• _Assignment_
Read through the listing and copy every line that contains the word "flush".

• _Data shown_

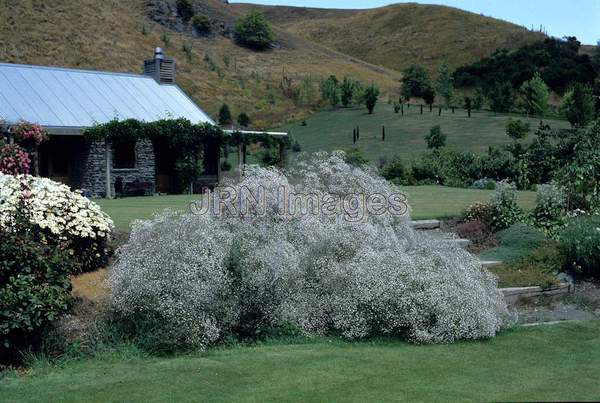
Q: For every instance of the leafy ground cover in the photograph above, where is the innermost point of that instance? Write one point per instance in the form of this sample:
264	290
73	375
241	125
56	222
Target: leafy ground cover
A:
514	242
552	362
404	135
427	202
528	258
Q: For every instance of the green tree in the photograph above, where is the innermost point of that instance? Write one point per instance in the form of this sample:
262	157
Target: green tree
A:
579	105
415	82
185	9
243	119
443	84
347	90
358	93
435	139
201	23
517	129
502	97
371	96
535	95
428	95
254	31
596	56
225	115
478	99
468	104
330	90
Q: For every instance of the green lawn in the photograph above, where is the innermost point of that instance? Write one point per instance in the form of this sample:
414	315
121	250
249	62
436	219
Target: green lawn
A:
551	362
426	202
332	130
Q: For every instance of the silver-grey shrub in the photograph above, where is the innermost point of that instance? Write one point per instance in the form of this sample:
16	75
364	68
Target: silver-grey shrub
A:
200	278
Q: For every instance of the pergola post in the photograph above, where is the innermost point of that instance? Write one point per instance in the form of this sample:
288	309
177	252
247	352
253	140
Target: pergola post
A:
281	154
240	160
107	157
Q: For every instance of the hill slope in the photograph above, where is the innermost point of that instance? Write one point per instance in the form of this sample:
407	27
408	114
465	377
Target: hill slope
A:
399	35
117	35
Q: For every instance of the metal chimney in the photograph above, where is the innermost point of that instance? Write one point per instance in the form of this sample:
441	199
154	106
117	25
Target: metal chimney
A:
160	68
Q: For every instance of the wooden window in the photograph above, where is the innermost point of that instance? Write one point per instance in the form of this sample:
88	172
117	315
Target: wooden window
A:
124	155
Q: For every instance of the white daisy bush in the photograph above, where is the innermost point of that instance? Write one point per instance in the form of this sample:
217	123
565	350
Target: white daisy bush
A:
196	278
63	217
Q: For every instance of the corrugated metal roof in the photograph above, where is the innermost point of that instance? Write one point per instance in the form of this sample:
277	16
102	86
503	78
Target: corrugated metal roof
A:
66	100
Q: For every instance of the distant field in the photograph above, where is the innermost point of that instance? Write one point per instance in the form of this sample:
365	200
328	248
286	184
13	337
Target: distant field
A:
425	201
332	129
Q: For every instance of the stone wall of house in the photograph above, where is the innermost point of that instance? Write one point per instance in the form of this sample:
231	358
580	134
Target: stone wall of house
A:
94	168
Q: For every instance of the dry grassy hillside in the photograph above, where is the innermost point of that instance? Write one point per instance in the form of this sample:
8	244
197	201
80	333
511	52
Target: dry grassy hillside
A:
117	35
402	34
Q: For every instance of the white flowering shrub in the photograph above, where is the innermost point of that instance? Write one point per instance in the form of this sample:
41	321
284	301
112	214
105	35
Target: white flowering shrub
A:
195	279
62	217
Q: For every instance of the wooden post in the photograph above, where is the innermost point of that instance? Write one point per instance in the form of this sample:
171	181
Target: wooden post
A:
219	163
36	161
281	155
108	184
240	164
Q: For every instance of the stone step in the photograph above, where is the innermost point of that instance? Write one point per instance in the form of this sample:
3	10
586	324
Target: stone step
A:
513	294
486	264
463	243
425	224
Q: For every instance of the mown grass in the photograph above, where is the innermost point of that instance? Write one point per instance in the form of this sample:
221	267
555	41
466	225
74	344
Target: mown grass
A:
404	134
557	362
426	202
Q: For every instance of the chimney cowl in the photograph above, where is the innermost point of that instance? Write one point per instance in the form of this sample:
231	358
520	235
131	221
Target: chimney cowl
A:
162	69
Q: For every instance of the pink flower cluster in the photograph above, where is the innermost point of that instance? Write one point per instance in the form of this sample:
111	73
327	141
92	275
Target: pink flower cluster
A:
14	160
29	133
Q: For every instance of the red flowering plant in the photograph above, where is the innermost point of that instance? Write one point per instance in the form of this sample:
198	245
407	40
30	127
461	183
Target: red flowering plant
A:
13	159
29	135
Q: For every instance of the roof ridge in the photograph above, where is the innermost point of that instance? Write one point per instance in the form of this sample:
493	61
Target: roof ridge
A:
72	69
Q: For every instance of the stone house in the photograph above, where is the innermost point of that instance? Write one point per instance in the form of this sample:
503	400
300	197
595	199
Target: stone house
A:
67	101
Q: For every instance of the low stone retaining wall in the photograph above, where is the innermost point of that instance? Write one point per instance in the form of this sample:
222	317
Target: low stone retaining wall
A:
514	294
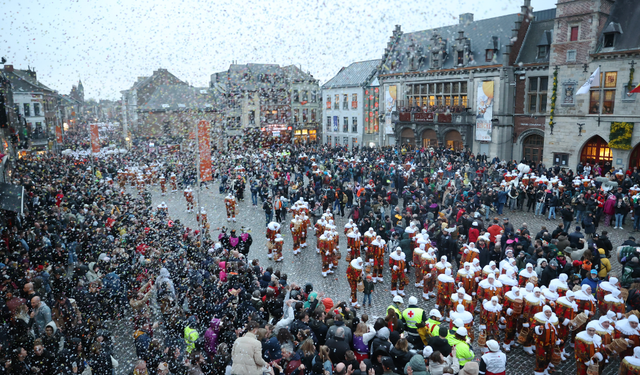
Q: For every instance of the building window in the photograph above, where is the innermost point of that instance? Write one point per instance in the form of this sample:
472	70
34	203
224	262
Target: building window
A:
489	55
608	40
608	94
538	94
542	51
574	33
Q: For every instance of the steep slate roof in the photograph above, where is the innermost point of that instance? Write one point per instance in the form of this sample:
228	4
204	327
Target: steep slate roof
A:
179	97
355	75
23	82
479	32
626	14
539	33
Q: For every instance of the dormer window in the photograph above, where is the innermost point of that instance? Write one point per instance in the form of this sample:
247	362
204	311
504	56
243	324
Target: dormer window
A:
608	40
489	55
543	51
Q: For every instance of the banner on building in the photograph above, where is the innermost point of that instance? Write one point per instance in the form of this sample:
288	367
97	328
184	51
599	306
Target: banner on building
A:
204	150
95	138
484	111
59	134
620	136
390	98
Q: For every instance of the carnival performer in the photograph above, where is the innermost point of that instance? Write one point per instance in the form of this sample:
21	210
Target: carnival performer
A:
429	274
173	180
490	318
273	229
508	280
353	243
418	266
628	329
566	309
378	247
533	304
460	297
630	364
277	248
544	326
561	284
469	253
445	286
397	264
296	233
586	303
490	269
489	288
465	316
526	274
588	348
163	185
188	194
354	276
605	288
230	203
614	303
513	305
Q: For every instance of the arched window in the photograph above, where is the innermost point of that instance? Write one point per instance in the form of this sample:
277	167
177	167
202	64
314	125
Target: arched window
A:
596	151
429	138
532	148
453	140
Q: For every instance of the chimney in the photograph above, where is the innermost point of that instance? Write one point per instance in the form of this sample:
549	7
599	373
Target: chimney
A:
466	18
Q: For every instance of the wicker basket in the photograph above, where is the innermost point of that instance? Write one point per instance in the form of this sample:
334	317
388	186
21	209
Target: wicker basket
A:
522	337
556	357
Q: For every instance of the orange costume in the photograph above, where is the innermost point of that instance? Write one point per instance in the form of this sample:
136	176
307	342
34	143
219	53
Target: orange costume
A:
354	276
428	273
588	348
545	328
398	267
188	195
445	286
230	204
273	229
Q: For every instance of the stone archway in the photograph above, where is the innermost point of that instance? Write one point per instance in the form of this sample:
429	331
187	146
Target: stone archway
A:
596	151
453	140
429	138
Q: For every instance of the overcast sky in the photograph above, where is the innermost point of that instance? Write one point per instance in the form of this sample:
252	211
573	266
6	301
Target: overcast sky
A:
108	43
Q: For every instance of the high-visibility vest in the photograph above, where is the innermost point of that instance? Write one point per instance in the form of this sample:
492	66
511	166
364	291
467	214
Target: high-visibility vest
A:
413	316
190	338
397	310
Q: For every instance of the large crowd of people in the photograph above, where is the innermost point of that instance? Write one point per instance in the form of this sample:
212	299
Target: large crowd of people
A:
91	250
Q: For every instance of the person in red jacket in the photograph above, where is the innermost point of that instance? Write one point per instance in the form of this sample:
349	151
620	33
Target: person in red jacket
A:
474	233
494	230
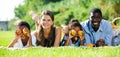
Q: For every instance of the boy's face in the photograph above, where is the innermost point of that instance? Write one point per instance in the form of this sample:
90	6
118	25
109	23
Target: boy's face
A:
95	19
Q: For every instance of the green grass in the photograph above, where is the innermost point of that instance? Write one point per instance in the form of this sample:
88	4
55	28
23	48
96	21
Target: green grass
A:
6	37
61	52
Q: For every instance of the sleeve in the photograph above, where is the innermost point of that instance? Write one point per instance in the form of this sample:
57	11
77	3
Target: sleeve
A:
87	39
108	38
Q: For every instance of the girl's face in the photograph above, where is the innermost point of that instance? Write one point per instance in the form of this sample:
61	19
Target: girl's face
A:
65	30
76	29
46	21
23	36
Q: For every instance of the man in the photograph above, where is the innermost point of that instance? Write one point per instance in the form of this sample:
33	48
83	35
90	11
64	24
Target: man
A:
97	29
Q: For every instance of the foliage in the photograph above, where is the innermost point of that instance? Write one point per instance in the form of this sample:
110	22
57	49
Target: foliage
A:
64	10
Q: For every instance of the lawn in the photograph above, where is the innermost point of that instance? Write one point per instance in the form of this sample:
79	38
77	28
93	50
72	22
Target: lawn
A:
6	37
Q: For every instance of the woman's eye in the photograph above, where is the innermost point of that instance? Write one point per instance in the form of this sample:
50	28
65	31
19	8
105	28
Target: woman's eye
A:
43	19
48	19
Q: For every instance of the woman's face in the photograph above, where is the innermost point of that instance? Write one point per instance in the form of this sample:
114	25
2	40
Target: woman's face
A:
46	21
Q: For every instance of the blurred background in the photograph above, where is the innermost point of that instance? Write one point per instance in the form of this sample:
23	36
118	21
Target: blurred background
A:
63	10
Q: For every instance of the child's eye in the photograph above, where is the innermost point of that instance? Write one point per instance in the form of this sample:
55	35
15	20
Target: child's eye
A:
48	19
43	19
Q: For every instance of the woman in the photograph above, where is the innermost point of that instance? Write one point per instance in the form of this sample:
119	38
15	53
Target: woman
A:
47	35
23	38
76	34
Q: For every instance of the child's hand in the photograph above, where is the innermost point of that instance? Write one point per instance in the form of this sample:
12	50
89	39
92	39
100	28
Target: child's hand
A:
81	35
26	32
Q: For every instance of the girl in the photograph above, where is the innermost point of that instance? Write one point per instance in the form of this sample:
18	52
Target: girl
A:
23	38
76	35
47	34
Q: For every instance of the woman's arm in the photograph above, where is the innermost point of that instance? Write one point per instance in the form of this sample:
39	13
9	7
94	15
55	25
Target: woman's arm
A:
13	42
58	37
69	38
36	18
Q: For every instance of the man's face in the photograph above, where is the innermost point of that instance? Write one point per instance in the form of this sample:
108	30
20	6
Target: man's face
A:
95	19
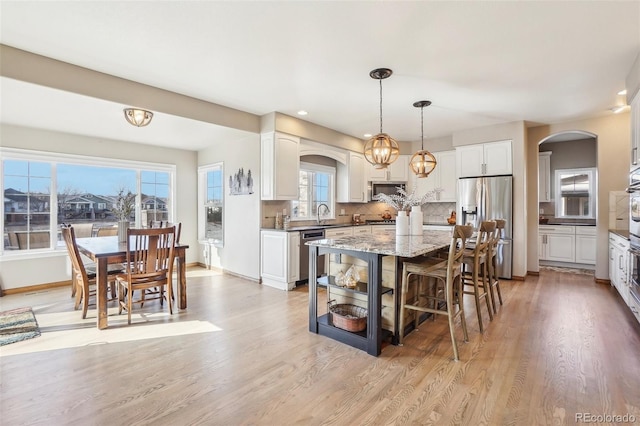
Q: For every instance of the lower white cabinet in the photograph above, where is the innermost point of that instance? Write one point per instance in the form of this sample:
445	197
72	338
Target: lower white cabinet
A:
586	245
619	265
569	244
280	259
557	243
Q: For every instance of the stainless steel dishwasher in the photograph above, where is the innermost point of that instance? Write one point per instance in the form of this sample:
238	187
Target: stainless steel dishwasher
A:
306	236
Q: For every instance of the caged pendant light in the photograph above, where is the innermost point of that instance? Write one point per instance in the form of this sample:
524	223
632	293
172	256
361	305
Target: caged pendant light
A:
381	150
422	162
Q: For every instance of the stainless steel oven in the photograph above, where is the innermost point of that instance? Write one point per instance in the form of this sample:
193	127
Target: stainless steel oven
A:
634	254
634	202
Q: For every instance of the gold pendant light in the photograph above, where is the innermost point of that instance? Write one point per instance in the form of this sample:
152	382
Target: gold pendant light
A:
381	150
422	162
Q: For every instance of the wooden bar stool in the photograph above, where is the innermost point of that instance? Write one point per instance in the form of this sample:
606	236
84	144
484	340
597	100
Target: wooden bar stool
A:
448	289
494	280
475	270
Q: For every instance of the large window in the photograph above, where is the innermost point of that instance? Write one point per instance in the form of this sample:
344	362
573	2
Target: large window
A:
44	190
316	189
212	204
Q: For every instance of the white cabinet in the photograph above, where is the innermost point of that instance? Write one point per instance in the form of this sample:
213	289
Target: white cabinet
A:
635	132
493	158
280	259
569	244
557	243
351	185
586	245
398	171
280	166
619	265
443	176
544	176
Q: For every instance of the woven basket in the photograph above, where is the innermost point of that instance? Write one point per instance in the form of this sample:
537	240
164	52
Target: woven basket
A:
348	317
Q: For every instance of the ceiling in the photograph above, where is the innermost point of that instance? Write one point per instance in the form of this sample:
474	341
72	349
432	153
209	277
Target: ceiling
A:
480	63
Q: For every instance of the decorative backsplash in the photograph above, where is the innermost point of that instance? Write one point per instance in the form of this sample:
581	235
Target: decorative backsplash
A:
431	212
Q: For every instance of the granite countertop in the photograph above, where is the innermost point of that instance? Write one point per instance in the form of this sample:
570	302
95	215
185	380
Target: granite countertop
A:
624	233
386	243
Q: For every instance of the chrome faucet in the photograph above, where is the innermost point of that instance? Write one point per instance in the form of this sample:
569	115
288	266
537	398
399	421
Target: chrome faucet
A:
326	207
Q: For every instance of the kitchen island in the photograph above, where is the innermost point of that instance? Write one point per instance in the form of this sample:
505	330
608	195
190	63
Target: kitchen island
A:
370	248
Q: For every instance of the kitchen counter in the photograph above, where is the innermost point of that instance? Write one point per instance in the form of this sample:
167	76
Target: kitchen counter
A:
624	233
388	244
370	248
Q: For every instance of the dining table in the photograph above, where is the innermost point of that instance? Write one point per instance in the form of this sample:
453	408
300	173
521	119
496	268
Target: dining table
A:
108	250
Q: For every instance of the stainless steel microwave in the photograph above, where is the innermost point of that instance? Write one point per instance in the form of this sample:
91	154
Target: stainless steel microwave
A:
388	188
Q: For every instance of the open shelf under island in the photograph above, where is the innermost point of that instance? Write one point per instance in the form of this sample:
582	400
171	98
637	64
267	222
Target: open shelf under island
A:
368	252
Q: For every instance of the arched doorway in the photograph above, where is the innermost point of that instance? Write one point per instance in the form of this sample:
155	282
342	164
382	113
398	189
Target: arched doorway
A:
567	200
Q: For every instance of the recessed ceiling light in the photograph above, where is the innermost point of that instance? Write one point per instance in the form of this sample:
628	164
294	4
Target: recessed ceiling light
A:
618	108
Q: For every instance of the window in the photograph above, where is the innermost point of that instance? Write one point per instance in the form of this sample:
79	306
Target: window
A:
316	188
576	193
211	197
43	190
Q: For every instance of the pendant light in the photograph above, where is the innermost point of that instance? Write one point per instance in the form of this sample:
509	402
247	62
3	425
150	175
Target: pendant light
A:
138	117
422	162
381	150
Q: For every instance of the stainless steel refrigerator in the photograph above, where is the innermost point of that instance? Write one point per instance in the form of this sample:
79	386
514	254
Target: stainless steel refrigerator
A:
487	198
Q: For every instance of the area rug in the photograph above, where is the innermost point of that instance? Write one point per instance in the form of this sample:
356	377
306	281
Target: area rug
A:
16	325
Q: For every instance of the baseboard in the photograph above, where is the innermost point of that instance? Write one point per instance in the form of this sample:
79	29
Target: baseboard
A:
38	287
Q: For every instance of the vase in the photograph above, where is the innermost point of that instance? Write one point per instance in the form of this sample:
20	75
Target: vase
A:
415	220
122	231
402	223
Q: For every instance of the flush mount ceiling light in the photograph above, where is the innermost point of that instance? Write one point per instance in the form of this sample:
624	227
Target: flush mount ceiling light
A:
138	117
381	150
422	162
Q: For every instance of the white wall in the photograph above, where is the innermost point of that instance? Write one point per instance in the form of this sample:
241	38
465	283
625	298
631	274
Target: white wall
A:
29	270
241	252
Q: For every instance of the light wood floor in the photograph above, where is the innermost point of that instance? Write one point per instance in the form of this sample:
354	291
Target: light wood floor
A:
242	354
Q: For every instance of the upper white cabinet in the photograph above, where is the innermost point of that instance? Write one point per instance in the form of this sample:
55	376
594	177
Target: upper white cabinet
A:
493	158
544	176
351	184
398	171
443	177
280	164
635	132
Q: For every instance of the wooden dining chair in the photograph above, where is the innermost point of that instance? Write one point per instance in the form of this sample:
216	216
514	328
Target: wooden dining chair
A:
447	293
82	278
475	271
494	280
150	256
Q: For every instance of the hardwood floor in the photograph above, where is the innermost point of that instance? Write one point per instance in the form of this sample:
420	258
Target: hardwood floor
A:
242	354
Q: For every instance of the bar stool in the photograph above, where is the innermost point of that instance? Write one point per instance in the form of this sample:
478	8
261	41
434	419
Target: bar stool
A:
475	270
494	281
448	288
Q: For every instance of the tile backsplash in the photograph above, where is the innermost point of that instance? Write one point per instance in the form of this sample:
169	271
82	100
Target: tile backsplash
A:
431	212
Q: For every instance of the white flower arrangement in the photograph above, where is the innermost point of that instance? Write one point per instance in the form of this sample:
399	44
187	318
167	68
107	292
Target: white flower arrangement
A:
403	201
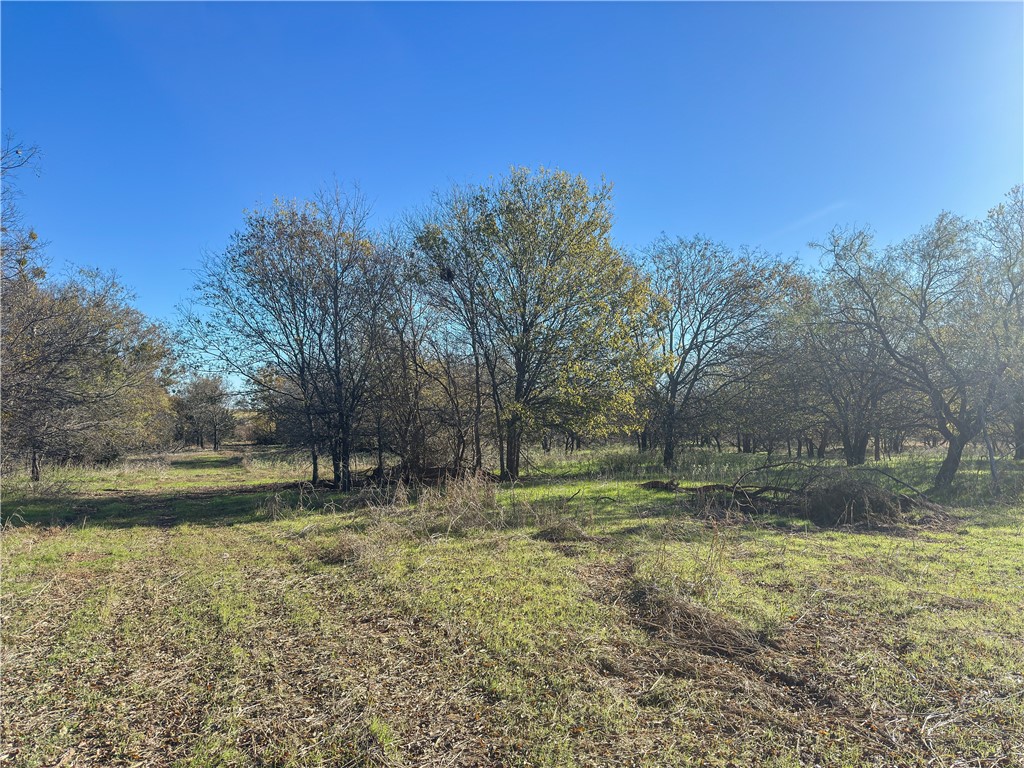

• _Answer box_
Q: For every instance of the flush mount ceiling light in the photograph above, where is the innermost point of that instance? Write one point per instance in the form of this sample:
Target: flush mount ceiling light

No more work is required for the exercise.